- [What to work on]: Can you rewrite the records below with every "even-odd" changed to "nonzero" and nothing else altered?

#### Material for this task ####

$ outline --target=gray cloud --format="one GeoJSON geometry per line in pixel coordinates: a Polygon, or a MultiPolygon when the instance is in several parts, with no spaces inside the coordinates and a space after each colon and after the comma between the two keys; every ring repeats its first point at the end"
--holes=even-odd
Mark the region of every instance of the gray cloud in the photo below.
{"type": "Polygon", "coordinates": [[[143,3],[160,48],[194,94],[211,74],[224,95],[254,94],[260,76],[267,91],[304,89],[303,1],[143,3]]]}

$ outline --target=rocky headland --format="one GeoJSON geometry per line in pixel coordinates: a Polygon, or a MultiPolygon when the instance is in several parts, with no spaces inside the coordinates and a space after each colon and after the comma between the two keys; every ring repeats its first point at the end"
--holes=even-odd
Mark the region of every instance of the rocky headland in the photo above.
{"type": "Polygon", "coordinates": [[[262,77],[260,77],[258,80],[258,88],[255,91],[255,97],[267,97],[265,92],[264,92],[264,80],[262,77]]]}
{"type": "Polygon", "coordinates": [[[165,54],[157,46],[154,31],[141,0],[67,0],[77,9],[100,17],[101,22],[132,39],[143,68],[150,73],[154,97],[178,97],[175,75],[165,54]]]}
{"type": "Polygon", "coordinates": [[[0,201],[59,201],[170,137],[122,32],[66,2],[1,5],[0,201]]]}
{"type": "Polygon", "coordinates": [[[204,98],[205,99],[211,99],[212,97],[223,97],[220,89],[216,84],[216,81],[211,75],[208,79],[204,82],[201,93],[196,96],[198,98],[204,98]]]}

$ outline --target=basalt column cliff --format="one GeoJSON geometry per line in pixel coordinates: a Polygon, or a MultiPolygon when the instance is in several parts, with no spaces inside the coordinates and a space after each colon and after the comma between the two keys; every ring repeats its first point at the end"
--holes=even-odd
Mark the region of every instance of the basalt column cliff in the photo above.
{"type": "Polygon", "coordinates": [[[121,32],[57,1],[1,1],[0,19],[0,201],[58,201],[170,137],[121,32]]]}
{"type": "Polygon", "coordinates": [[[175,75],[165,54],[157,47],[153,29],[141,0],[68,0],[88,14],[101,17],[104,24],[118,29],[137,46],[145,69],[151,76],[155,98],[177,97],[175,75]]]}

####

- [Solution for this exercise]:
$ outline --target=gray cloud --format="one GeoJSON geometry per line in pixel coordinates: a Polygon, or a MultiPolygon when the instance is in several parts, with no spaces inside the coordinates and a space after each colon and after the comma between the two keys; every ring repeats its first point at the end"
--holes=nonzero
Mark the region of every instance of the gray cloud in the photo below.
{"type": "Polygon", "coordinates": [[[143,3],[160,48],[194,94],[211,74],[224,95],[254,94],[260,76],[267,91],[304,89],[303,1],[143,3]]]}

$ outline --target=rocky headland --format="one GeoJSON geometry per line in pixel coordinates: a Polygon, or a MultiPolygon when the instance is in several parts, with no spaces inside the coordinates and a space after each colon and after the comma between the two keys; every ring repeats its first point at the end"
--holes=nonzero
Mark the region of every instance of the rocky headland in the photo above.
{"type": "Polygon", "coordinates": [[[262,77],[260,77],[258,80],[258,88],[255,91],[255,97],[267,97],[265,92],[264,92],[264,80],[262,77]]]}
{"type": "Polygon", "coordinates": [[[165,54],[157,46],[154,31],[141,0],[67,0],[77,9],[100,17],[101,22],[132,39],[143,68],[150,73],[154,97],[178,97],[175,75],[165,54]]]}
{"type": "Polygon", "coordinates": [[[0,201],[59,201],[170,137],[122,32],[66,2],[1,5],[0,201]]]}
{"type": "Polygon", "coordinates": [[[204,98],[205,99],[211,99],[212,97],[223,97],[220,89],[216,84],[216,81],[211,75],[208,79],[204,82],[201,93],[196,96],[198,98],[204,98]]]}

$ outline --target=basalt column cliff --format="one GeoJSON geometry per line in pixel coordinates: a Polygon, or a MultiPolygon when the instance is in several parts, with no spaces inside the coordinates and a space after each colon and after the comma between the two keys; every ring repeats its first point at the end"
--holes=nonzero
Mark the region of every instance of the basalt column cliff in the photo above.
{"type": "Polygon", "coordinates": [[[121,32],[57,1],[1,1],[0,19],[0,201],[58,201],[170,137],[121,32]]]}
{"type": "Polygon", "coordinates": [[[175,75],[165,54],[157,47],[153,29],[141,0],[68,0],[88,14],[101,17],[104,24],[118,29],[137,46],[145,69],[151,76],[155,98],[177,97],[175,75]]]}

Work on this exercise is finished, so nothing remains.